- **Task instructions**:
Please copy the material from the line containing "Q: In the photo above, mark the broth" through the line containing "x=219, y=551", inclusive, substituting "hay" for "straw" and leaving everything else unchanged.

____ Supplied records

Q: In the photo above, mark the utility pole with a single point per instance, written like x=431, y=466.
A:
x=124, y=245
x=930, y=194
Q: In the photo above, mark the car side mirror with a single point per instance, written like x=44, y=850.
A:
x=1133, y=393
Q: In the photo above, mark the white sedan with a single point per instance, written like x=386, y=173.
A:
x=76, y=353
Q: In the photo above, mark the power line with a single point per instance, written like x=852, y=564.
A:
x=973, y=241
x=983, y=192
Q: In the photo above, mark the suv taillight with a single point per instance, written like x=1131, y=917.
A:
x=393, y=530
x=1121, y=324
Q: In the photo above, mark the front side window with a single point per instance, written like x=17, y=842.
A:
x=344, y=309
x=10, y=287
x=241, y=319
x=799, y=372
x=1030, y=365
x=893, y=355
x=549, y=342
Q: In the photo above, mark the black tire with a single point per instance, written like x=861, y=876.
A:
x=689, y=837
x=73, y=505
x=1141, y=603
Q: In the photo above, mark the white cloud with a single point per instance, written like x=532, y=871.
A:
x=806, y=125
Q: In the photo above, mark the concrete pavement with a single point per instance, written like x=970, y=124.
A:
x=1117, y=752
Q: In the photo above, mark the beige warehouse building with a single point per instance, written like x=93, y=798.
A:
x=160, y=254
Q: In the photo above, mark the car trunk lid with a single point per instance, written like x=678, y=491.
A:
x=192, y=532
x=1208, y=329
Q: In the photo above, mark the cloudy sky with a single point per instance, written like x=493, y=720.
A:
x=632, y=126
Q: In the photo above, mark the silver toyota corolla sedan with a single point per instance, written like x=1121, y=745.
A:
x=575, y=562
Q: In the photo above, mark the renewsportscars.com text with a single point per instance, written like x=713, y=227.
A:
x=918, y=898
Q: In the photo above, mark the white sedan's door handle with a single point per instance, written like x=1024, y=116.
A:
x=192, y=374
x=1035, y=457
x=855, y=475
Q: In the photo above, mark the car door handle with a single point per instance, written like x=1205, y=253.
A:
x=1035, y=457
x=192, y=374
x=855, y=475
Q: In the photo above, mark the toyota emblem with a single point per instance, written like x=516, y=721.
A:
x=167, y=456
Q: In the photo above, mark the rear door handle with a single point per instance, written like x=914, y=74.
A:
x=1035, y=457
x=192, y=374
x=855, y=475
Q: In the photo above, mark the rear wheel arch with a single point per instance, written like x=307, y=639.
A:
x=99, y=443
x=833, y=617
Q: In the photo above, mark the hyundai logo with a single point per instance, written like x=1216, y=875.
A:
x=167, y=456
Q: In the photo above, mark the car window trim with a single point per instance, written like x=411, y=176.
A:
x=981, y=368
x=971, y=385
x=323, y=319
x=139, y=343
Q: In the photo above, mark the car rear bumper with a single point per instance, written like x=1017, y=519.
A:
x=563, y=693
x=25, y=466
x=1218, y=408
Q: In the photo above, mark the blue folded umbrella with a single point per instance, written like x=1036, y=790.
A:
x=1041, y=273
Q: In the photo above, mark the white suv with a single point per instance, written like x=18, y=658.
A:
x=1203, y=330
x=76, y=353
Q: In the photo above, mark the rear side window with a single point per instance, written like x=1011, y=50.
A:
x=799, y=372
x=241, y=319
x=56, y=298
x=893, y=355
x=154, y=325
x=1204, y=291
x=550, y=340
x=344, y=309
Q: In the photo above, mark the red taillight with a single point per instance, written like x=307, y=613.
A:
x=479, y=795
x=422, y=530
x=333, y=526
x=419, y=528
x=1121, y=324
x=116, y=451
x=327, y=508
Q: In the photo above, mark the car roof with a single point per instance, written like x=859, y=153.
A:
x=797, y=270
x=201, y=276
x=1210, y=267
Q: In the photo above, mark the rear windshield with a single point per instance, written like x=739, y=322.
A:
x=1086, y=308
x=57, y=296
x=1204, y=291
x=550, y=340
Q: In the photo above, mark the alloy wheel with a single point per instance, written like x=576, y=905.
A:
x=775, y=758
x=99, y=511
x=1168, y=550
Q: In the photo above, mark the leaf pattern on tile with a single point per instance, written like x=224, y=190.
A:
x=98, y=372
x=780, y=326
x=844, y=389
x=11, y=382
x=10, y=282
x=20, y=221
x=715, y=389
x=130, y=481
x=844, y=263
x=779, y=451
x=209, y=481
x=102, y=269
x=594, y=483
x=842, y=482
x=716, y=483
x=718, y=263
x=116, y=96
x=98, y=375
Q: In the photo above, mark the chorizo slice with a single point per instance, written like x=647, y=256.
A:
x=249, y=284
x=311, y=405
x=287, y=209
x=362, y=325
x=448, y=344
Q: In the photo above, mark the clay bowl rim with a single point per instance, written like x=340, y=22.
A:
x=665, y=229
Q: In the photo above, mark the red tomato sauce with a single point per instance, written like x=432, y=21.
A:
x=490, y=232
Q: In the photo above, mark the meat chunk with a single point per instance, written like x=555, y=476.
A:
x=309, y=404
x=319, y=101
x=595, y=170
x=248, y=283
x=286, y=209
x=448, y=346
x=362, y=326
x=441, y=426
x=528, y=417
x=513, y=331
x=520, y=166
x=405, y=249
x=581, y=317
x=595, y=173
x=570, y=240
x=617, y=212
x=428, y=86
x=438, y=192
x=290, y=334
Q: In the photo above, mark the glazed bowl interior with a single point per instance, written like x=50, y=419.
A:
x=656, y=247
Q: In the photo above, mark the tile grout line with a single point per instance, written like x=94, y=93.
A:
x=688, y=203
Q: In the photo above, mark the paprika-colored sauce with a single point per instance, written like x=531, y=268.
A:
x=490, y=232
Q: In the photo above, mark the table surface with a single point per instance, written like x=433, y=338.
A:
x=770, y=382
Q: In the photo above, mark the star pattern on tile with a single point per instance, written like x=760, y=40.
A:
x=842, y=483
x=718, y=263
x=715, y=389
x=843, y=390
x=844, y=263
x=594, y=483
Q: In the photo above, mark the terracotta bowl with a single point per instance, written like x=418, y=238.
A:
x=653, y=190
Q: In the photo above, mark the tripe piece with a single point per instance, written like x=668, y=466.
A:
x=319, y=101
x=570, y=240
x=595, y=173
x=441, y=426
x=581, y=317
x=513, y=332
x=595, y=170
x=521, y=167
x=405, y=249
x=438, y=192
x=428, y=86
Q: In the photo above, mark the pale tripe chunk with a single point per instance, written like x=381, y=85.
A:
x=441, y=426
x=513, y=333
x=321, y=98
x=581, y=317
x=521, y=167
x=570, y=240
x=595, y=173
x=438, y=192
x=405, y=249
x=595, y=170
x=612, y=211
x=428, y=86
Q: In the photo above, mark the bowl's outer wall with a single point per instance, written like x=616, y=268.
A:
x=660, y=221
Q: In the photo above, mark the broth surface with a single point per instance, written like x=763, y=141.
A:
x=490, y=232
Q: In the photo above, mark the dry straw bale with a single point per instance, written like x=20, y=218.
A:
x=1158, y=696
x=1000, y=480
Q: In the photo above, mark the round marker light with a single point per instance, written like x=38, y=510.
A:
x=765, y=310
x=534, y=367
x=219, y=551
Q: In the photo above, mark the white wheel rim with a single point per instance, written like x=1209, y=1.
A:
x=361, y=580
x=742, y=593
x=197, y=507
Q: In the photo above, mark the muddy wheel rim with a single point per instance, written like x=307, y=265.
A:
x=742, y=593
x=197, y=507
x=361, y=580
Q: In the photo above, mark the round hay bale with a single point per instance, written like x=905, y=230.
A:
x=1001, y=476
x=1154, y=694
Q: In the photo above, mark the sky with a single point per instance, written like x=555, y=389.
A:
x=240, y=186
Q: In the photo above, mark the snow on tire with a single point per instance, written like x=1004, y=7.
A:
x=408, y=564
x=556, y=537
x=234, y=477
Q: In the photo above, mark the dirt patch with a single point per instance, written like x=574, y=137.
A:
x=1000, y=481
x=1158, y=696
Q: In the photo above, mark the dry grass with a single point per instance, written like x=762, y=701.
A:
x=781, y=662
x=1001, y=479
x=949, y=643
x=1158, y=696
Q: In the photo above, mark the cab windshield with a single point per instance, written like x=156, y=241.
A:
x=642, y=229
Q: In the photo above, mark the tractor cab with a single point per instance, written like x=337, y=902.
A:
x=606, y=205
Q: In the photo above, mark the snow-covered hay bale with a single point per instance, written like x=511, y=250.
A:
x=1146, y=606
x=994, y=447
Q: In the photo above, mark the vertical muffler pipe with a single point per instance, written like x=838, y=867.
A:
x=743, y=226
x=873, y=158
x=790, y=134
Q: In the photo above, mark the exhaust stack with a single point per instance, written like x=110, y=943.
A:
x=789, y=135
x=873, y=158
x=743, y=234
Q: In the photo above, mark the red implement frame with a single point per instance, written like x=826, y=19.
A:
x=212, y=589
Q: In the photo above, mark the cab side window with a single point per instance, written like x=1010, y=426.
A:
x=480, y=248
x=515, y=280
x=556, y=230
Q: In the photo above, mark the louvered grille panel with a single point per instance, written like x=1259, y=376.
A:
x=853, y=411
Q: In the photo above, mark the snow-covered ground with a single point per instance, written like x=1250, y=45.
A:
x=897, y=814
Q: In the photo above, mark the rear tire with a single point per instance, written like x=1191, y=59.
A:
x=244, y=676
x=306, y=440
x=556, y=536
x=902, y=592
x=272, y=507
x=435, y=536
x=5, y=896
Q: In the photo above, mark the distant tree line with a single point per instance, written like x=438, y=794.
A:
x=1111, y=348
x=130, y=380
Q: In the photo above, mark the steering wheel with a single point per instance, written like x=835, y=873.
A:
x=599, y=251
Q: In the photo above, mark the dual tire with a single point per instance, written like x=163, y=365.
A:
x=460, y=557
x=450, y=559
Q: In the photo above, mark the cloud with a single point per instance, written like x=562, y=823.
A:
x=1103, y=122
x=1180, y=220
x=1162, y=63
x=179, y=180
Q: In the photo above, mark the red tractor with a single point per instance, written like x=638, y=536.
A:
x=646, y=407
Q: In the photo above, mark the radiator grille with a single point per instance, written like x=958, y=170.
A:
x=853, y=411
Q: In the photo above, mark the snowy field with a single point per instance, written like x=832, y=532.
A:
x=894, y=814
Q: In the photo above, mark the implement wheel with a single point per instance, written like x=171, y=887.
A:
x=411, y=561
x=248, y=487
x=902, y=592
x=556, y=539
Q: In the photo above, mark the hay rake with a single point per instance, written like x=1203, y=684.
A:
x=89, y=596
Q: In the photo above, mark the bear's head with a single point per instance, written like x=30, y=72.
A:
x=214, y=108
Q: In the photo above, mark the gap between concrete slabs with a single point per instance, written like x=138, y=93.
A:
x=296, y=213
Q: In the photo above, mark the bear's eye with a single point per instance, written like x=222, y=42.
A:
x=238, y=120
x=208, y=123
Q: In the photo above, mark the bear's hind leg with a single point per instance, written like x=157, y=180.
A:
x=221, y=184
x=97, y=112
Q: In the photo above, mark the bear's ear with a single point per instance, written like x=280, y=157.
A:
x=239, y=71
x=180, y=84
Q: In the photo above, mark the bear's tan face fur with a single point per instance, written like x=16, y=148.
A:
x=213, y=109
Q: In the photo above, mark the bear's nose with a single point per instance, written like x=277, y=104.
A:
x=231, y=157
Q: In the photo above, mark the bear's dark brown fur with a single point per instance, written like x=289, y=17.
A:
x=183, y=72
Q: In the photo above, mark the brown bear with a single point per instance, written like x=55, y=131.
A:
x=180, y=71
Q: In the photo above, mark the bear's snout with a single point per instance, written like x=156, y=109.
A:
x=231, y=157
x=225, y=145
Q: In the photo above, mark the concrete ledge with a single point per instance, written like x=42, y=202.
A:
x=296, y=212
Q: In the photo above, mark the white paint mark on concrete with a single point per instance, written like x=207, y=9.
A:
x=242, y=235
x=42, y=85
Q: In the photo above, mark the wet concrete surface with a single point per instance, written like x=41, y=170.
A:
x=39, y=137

________

- **Final result**:
Q: In the photo above, mark the broth surface with a single point per instance, written like x=763, y=141.
A:
x=490, y=232
Q: In the photo above, mark the dry hay bale with a single point per instance, written like x=20, y=218.
A:
x=1158, y=696
x=1000, y=480
Q: In the photo above, mark the round marker light with a single point per instance, written like x=38, y=510.
A:
x=765, y=310
x=534, y=367
x=219, y=551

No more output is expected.